[Entries from a dataset]
** BEGIN **

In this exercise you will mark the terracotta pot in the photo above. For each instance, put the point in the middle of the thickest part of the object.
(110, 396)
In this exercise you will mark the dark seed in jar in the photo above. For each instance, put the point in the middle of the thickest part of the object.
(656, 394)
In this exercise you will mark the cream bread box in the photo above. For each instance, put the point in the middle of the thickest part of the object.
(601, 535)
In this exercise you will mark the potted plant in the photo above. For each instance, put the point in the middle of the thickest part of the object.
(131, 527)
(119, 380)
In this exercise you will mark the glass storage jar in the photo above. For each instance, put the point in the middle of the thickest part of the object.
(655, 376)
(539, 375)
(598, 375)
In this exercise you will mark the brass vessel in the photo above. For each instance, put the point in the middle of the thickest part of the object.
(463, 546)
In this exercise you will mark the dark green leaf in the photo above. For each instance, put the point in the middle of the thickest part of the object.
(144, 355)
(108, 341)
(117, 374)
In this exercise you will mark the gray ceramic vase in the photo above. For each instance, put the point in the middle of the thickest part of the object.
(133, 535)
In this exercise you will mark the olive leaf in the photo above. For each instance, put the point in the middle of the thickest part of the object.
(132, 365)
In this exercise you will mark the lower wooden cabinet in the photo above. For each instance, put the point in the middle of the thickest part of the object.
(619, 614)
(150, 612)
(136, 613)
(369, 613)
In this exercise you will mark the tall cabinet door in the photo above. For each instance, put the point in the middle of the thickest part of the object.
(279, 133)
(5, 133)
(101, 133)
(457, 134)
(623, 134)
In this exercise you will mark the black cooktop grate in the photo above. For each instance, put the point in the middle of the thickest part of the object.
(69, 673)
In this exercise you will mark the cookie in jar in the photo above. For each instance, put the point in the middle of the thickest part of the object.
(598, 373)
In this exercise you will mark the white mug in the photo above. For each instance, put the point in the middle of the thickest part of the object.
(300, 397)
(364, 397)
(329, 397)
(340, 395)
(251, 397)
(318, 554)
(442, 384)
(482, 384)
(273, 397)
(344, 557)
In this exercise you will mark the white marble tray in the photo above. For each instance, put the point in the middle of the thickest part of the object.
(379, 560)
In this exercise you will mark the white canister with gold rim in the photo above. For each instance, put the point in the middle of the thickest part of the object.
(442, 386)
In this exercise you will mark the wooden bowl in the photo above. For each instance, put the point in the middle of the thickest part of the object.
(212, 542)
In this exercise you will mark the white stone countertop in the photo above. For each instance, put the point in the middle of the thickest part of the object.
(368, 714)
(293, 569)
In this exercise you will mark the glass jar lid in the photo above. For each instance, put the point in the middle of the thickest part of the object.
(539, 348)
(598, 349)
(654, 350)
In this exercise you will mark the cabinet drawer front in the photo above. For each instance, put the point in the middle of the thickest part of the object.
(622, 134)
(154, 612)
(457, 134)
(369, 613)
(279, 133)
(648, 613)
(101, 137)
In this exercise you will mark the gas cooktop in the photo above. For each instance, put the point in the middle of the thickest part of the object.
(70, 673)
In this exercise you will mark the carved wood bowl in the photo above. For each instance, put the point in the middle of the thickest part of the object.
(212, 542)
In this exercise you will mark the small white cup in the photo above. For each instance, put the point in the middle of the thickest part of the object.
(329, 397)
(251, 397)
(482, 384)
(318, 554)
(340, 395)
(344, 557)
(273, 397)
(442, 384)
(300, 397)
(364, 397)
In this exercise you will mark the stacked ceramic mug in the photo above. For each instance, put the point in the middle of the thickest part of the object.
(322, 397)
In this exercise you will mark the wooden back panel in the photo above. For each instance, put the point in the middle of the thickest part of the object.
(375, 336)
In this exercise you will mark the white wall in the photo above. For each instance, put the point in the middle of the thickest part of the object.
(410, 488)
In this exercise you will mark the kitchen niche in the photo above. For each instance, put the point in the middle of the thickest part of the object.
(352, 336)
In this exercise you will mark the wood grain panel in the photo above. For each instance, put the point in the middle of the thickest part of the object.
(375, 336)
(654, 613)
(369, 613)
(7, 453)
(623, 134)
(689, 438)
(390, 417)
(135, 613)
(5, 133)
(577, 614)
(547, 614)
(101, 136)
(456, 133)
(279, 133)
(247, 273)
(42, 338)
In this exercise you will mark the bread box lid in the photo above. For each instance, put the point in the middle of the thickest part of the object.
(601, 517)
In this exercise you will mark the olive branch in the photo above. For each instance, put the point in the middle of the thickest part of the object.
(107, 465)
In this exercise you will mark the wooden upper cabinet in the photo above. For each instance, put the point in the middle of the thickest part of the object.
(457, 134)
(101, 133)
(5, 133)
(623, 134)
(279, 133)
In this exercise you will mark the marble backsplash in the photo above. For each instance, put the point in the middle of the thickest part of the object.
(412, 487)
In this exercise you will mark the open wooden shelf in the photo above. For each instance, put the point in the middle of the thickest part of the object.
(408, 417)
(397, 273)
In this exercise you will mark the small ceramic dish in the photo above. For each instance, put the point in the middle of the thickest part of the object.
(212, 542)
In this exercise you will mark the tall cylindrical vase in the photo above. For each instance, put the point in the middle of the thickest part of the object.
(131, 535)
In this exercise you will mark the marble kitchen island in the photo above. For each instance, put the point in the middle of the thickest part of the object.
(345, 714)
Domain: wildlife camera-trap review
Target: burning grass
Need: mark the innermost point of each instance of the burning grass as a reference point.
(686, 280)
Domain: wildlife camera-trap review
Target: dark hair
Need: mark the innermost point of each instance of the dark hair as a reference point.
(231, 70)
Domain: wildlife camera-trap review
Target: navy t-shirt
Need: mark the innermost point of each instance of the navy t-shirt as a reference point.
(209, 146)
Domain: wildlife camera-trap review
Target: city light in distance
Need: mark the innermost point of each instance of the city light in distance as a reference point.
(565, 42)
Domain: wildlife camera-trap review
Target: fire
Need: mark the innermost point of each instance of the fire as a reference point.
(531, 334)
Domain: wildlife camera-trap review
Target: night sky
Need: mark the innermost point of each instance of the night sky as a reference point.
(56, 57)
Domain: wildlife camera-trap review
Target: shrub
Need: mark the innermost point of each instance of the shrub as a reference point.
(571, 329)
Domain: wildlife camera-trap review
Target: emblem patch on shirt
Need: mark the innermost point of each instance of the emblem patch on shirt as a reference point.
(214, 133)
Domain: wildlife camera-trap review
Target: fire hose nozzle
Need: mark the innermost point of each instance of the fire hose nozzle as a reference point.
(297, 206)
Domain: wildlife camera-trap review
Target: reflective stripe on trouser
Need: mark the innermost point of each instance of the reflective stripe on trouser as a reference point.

** END **

### [WRITTEN TASK]
Repeat the data in its entirety, character for character.

### [SOLUTION BELOW]
In this exercise you will mark the terracotta pot in the photo above. For each instance, put the point in the middle of the thickest part of the object.
(110, 396)
In this exercise you will mark the dark seed in jar in the photo above. For each instance, put the point in the middle of the thickest part of the object.
(656, 394)
In this exercise you will mark the cream bread box in the photo above. For each instance, put the point in the middle of the thickest part of the object.
(601, 535)
In this exercise you will mark the potted plant in the photo above. For each instance, put the point in the middle of the thickest part of the object.
(131, 527)
(119, 380)
In this exercise you will mark the glass storage jar in the photo above. For each instance, put the point in the middle of the thickest part of the object.
(655, 376)
(539, 375)
(598, 375)
In this exercise you will mark the brass vessel in the photo above. For each instance, put the point in the middle of the thickest part of the object.
(463, 546)
In this exercise you will mark the dark green leaf in the photo above. For each instance, put the point in the middle of the thickest part of the object.
(144, 355)
(108, 341)
(117, 374)
In this exercise you will mark the gray ceramic vase in the photo above. For each instance, put the point in the middle of the thickest part of the object.
(133, 535)
In this exercise you will mark the olive leaf in the photo above. For each instance, put the point in the middle of the thickest part of the object.
(132, 365)
In this exercise you will mark the lower wooden cabinet in the photo above. For each instance, put the point in the middle of the thickest part of the object.
(619, 614)
(150, 612)
(136, 613)
(369, 613)
In this exercise you will mark the tall cabinet door in the photo above. For each instance, put the point in the middle of the thickest part of the object.
(279, 133)
(5, 133)
(101, 133)
(457, 134)
(623, 134)
In this exercise you will mark the black cooktop grate in the photo above. For each instance, put the point in the middle of the thickest part of the object.
(69, 673)
In this exercise you will mark the cookie in jar in the photo above. For each instance, put the point in the middle of the thickest part of the object.
(598, 373)
In this exercise you will mark the white mug in the photo above. For each instance, put the point in the middle of the thickest part of the object.
(300, 397)
(364, 397)
(329, 397)
(340, 395)
(251, 397)
(318, 554)
(442, 384)
(482, 384)
(273, 397)
(344, 557)
In this exercise you will mark the white marble tray in the photo above. For each instance, put the point in the middle of the thickest part of the object.
(379, 560)
In this exercise you will mark the white canister with gold rim in the photo above. For each instance, put the point in the middle of the thickest part of the object.
(442, 386)
In this exercise you will mark the wooden bowl in the photo above. For each instance, put the point in the middle of the thickest part of the object.
(212, 542)
In this exercise you will mark the white stone countertop in the photo above. For each instance, put the point in the middle of the thickest part of the object.
(368, 714)
(293, 569)
In this exercise you will mark the glass jar lid in the photo above. For each instance, put the point in the middle of the thickest part of the object.
(539, 348)
(598, 349)
(654, 350)
In this exercise you will mark the cabinet drawer front in the photo above. For each instance, put the point in the middle of the thickest part of the object.
(622, 134)
(154, 612)
(457, 134)
(369, 613)
(279, 133)
(648, 613)
(101, 137)
In this exercise you will mark the gas cooktop in the photo above. For each instance, put the point in the middle of the thickest part of the object.
(70, 673)
In this exercise you will mark the carved wood bowl in the photo above. For each instance, put the point in the middle of the thickest part of the object.
(212, 542)
In this exercise you will mark the small white cup in the photo above. For each instance, put the point in the middle of the thickest part of the object.
(329, 397)
(251, 397)
(482, 384)
(318, 554)
(340, 395)
(344, 557)
(273, 397)
(442, 384)
(300, 397)
(364, 397)
In this exercise you will mark the stacked ceramic mug in the photo above. For each instance, put the point in the middle of the thickest part of the object.
(322, 397)
In this exercise you will mark the wooden back panel in the photo above. For each instance, put the point in the middle of the thickest part of the object.
(375, 336)
In this exercise you will mark the white wall in the photo above. For each instance, put the point in the middle of the thickest part of the object.
(410, 488)
In this exercise you will mark the kitchen niche in the photo above. For each instance, put the point in the middle of the thickest part of the object.
(352, 336)
In this exercise you will mark the wood grain panel in the photo above. For each instance, put the point in the middle of the thickest part of the object.
(375, 336)
(654, 613)
(369, 613)
(7, 453)
(623, 134)
(689, 438)
(390, 417)
(135, 613)
(5, 133)
(577, 614)
(547, 614)
(101, 136)
(456, 133)
(279, 133)
(247, 273)
(42, 338)
In this exercise you will mark the bread box lid in the photo above. For each instance, put the point in the middle of the thickest part of the object.
(601, 517)
In this exercise you will mark the olive branch in the photo above. For each instance, put the point in the middle of the thickest part of the object.
(107, 465)
In this exercise you will mark the wooden upper cabinet in the photo above. For each instance, put the point in the middle of the thickest part of the object.
(457, 134)
(101, 133)
(5, 133)
(623, 134)
(279, 133)
In this exercise you will mark the marble backsplash in the photo above. For each instance, put the point in the middle of the thickest part of the object.
(412, 487)
In this exercise you will mark the open wooden shelf in the photo above. For each instance, put the point in the middle of the thickest part of the object.
(408, 417)
(397, 273)
In this exercise you will mark the small ceramic dish in the photo above. For each instance, put the point in the middle of the thickest part of the object.
(212, 542)
In this exercise you will mark the tall cylindrical vase in the photo above. For each instance, put the point in the middle of the thickest part of the object.
(131, 535)
In this exercise you will mark the marble kitchen island in the photo above. For each instance, put the point in the middle of the thickest part of the object.
(345, 714)
Domain: wildlife camera-trap review
Target: burning grass
Need: mark the innermost point of each instance of the burning grass as a reference point.
(686, 280)
Domain: wildlife camera-trap review
Target: dark hair
Need: mark the innermost point of each instance of the dark hair as a reference point.
(231, 70)
Domain: wildlife camera-trap review
Target: navy t-shirt
Need: mark the innermost point of each instance of the navy t-shirt as a reference point.
(209, 146)
Domain: wildlife camera-trap review
Target: city light in distance
Need: mark the innermost point of each instance of the city light in distance as a reference point.
(565, 42)
Domain: wildlife camera-trap review
Target: fire
Need: mark the innermost point of each instance of the fire as a reference point.
(531, 334)
Domain: wildlife camera-trap review
Target: night sky
Need: mark the innermost point of each instance of the night sky as a reference point.
(56, 57)
Domain: wildlife camera-trap review
Target: shrub
Need: mark the innermost point of each instance of the shrub as a reference point.
(571, 329)
Domain: wildlife camera-trap review
Target: emblem patch on shirt
Need: mark the innermost point of each instance of the emblem patch on shirt as a reference point.
(214, 133)
Domain: wildlife camera-trap review
Target: fire hose nozzle
Need: mark the innermost point of each instance of the fire hose nozzle as a reference point.
(297, 206)
Domain: wildlife camera-trap review
Target: reflective stripe on trouser
Need: mark the innermost point of each instance of the reflective stripe on trouser as a reference point.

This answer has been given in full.